* WHAT THE TASK ASKS:
Swap "blue jeans" for "denim trousers" in the stretch of entries from the line containing "search: green flag" through the line containing "(2, 249), (51, 346)", and give those lines again with nothing else altered.

(Entries from an annotation dataset)
++++++++++++++++++++
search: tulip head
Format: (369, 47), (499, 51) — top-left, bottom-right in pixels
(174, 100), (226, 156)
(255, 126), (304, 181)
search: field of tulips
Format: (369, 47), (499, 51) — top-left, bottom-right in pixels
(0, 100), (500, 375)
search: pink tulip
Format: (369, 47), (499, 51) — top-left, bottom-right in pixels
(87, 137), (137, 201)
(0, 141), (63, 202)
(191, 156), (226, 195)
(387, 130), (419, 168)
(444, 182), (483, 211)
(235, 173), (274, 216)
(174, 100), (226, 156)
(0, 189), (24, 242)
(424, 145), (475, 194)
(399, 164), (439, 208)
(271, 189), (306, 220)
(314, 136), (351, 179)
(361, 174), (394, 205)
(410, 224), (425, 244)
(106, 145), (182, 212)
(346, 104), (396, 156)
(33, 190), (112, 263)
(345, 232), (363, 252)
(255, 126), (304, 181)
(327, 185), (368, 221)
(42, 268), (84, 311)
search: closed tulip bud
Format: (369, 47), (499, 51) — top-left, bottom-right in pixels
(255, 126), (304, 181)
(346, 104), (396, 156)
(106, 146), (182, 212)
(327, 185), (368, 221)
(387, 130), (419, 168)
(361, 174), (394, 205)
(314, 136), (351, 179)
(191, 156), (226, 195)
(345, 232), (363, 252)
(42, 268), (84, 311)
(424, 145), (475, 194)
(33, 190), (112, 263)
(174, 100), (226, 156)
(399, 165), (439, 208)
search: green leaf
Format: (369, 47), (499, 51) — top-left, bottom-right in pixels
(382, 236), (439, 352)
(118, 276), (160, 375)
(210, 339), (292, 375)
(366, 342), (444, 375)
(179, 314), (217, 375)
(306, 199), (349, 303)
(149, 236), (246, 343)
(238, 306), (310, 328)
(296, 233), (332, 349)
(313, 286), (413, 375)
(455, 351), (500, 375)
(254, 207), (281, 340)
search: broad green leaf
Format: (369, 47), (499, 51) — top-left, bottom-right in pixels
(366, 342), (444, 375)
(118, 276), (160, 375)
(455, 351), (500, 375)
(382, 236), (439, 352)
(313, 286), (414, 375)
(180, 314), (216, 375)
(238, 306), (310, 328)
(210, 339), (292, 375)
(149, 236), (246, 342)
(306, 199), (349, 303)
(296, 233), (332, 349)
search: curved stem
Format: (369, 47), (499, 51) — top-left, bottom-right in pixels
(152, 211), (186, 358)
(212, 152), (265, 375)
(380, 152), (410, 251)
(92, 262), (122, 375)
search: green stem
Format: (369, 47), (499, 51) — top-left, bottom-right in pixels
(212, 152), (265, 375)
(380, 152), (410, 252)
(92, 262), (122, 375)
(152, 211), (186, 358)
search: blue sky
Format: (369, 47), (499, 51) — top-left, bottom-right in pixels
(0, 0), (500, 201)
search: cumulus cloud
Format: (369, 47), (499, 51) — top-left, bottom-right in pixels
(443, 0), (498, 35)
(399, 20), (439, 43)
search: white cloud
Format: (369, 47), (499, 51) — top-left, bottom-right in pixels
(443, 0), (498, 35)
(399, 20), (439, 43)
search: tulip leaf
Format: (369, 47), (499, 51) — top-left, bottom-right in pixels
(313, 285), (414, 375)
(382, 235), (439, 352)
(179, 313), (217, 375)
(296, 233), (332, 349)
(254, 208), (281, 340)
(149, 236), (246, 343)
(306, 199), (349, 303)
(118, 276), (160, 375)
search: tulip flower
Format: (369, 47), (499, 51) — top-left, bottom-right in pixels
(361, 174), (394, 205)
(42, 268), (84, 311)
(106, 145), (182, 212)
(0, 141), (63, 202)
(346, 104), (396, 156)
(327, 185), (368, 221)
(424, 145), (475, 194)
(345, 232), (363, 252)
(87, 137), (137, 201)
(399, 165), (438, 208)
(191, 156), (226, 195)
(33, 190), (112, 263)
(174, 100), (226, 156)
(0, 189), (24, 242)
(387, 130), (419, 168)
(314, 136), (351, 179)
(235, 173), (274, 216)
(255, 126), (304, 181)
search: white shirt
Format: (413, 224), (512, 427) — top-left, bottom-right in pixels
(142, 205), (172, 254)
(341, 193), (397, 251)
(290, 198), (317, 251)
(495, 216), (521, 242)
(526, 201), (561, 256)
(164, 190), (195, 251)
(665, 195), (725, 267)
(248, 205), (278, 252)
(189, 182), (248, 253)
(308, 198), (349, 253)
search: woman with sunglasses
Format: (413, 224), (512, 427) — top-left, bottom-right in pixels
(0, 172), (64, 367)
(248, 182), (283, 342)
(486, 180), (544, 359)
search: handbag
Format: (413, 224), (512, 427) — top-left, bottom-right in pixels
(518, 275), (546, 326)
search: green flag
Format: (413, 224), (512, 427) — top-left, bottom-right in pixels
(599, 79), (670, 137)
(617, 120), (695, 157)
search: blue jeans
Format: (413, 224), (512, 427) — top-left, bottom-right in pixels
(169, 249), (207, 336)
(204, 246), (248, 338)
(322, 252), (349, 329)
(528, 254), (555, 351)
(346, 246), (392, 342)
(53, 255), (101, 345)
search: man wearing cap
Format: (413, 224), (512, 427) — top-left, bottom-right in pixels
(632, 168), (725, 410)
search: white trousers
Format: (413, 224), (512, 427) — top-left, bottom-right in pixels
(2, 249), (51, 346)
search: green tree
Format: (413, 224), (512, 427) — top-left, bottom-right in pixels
++++++++++++++++++++
* COMPLETED EXERCISE:
search: green flag
Format: (413, 224), (512, 427) — top-left, bottom-right in pixels
(599, 79), (670, 137)
(617, 120), (695, 157)
search: denim trousers
Format: (413, 224), (512, 427) — top-left, bottom-right in pixels
(169, 249), (207, 336)
(204, 246), (248, 338)
(322, 252), (349, 329)
(528, 254), (555, 351)
(346, 246), (392, 342)
(53, 255), (101, 345)
search: man wearing cap
Format: (413, 224), (512, 427) — top-left, bottom-right in pixels
(632, 168), (725, 410)
search: white trousers
Format: (413, 224), (512, 427) — top-left, bottom-right in pixels
(2, 249), (51, 346)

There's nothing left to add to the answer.